## [SOURCE]
::::
Fed Manipulation and Market on Crash Course
From 1990 to 1997, Kevin Haggerty served as Senior Vice President for Equity Trading at Fidelity Capital Markets, Boston, a division of Fidelity Investments. He was responsible for all U.S. institutional Listed, OTC and Option trading in addition to all major Exchange Floor Executions. For a free trial to Kevin’s Daily Trading Report, please click here.
Commentary for 10/29/10
The SPX finished last week at 1183.08 or +0.6 and it was the 8th straight week of higher highs and lows. There has been an 8 week symmetry since the 4/26 1219.80 high and the 8.6 year cycle also came into play at the 1010.91 low [7/1]. For a cycle to be valid it should be constant in all time periods and also multiples of the 8.6 year cycle [M. Armstrong].
This week is also the 8.6 week, similar to the 8.6 week decline from 4/26 to 7/1, and it is obviously very O/B on a momentum basis, as evidenced by the SPX weekly 5RSI at 83.08. There is also price symmetry in that 1184.58 is the 1.618 Fib extension of the 1129.24-1039.70 leg [8/9-8/27], and the 1.272 Fib extension of the AB leg [1010.91-1129.24] measured from the 1039.70 low is 1190. That means there is Price, Time, and Momentum symmetry, and these are the measurements that make it a possible reversal zone.
::::
## [MATERIAL PROVIDED]
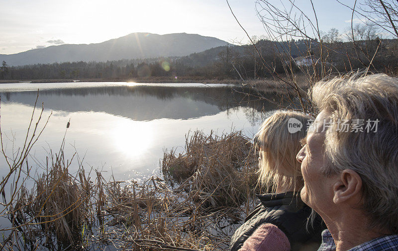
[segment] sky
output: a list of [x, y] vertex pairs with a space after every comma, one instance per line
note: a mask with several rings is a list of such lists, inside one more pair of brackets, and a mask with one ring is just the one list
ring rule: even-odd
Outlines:
[[[268, 1], [283, 7], [280, 0]], [[352, 6], [354, 0], [343, 1]], [[229, 2], [250, 36], [266, 34], [255, 0]], [[335, 0], [313, 2], [320, 29], [343, 32], [350, 26], [351, 11]], [[312, 18], [309, 0], [295, 3]], [[100, 43], [133, 32], [186, 32], [231, 43], [249, 41], [225, 0], [0, 0], [1, 54], [63, 43]]]

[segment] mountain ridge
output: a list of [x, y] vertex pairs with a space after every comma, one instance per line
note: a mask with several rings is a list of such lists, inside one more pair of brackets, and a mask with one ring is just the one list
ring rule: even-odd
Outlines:
[[0, 61], [4, 60], [9, 66], [21, 66], [184, 56], [227, 44], [218, 38], [197, 34], [134, 32], [100, 43], [51, 45], [13, 54], [0, 54]]

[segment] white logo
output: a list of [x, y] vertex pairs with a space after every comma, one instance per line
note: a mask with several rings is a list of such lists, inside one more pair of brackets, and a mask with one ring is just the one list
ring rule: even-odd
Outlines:
[[288, 130], [290, 133], [297, 133], [302, 128], [302, 123], [297, 119], [290, 118], [288, 121]]

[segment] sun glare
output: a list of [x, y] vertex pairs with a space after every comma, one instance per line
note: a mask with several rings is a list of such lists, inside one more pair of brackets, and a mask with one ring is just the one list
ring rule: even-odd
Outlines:
[[129, 157], [144, 154], [153, 141], [152, 126], [147, 122], [122, 122], [113, 130], [116, 149]]

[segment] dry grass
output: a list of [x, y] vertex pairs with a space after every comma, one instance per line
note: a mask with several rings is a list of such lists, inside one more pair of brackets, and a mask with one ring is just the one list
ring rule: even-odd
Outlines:
[[180, 187], [206, 207], [239, 207], [253, 197], [256, 157], [250, 139], [242, 132], [221, 136], [197, 131], [186, 136], [185, 151], [165, 152], [165, 177], [183, 182]]
[[94, 177], [73, 157], [65, 161], [61, 149], [33, 187], [23, 183], [10, 202], [3, 216], [11, 232], [0, 248], [224, 250], [253, 206], [256, 157], [248, 141], [241, 132], [187, 136], [186, 153], [165, 154], [164, 171], [181, 181], [174, 188], [157, 177], [128, 184], [107, 181], [99, 172]]

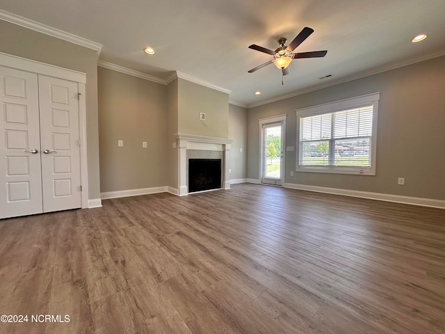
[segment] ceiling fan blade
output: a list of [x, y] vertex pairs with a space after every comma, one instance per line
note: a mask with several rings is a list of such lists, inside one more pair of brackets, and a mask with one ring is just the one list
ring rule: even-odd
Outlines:
[[264, 52], [265, 54], [271, 54], [272, 56], [275, 54], [275, 51], [269, 50], [268, 49], [266, 49], [265, 47], [260, 47], [259, 45], [257, 45], [255, 44], [252, 44], [252, 45], [249, 46], [249, 49], [252, 49], [261, 52]]
[[294, 58], [318, 58], [324, 57], [326, 56], [327, 51], [311, 51], [310, 52], [300, 52], [298, 54], [293, 54]]
[[260, 68], [263, 68], [264, 66], [267, 66], [268, 65], [271, 64], [272, 63], [273, 63], [273, 59], [271, 60], [271, 61], [268, 61], [266, 63], [264, 63], [264, 64], [261, 64], [261, 65], [260, 65], [259, 66], [257, 66], [256, 67], [252, 68], [252, 70], [250, 70], [250, 71], [248, 71], [248, 72], [249, 73], [253, 73], [254, 72], [259, 70]]
[[292, 42], [289, 45], [287, 49], [289, 51], [293, 51], [293, 49], [302, 43], [306, 38], [307, 38], [311, 33], [314, 32], [314, 29], [305, 26], [303, 30], [300, 31], [300, 33], [297, 35]]

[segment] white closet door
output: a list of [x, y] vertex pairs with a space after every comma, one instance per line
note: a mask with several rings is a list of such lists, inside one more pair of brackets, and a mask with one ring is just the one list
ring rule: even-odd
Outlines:
[[43, 211], [81, 207], [77, 83], [39, 75]]
[[37, 74], [0, 66], [0, 218], [41, 213]]

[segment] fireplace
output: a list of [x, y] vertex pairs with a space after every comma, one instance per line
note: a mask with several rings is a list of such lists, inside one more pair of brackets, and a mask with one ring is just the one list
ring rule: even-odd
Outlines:
[[[230, 189], [229, 177], [229, 152], [233, 140], [195, 134], [175, 134], [178, 148], [178, 188], [180, 196], [191, 192], [189, 188], [189, 164], [193, 159], [220, 160], [219, 188]], [[194, 191], [200, 191], [195, 190]]]
[[220, 159], [188, 159], [189, 193], [220, 188]]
::::
## [STATED TASK 1]
In the market commentary, what was the SPX weekly 5RSI reading?
## [STATED TASK 2]
Reproduce everything in the market commentary from "Fed Manipulation and" down to "cycle [M. Armstrong].", swapping "SPX" for "S&P 500".

## [COMPLETE OUTPUT 1]
83.08

## [COMPLETE OUTPUT 2]
Fed Manipulation and Market on Crash Course
From 1990 to 1997, Kevin Haggerty served as Senior Vice President for Equity Trading at Fidelity Capital Markets, Boston, a division of Fidelity Investments. He was responsible for all U.S. institutional Listed, OTC and Option trading in addition to all major Exchange Floor Executions. For a free trial to Kevin’s Daily Trading Report, please click here.
Commentary for 10/29/10
The S&P 500 finished last week at 1183.08 or +0.6 and it was the 8th straight week of higher highs and lows. There has been an 8 week symmetry since the 4/26 1219.80 high and the 8.6 year cycle also came into play at the 1010.91 low [7/1]. For a cycle to be valid it should be constant in all time periods and also multiples of the 8.6 year cycle [M. Armstrong].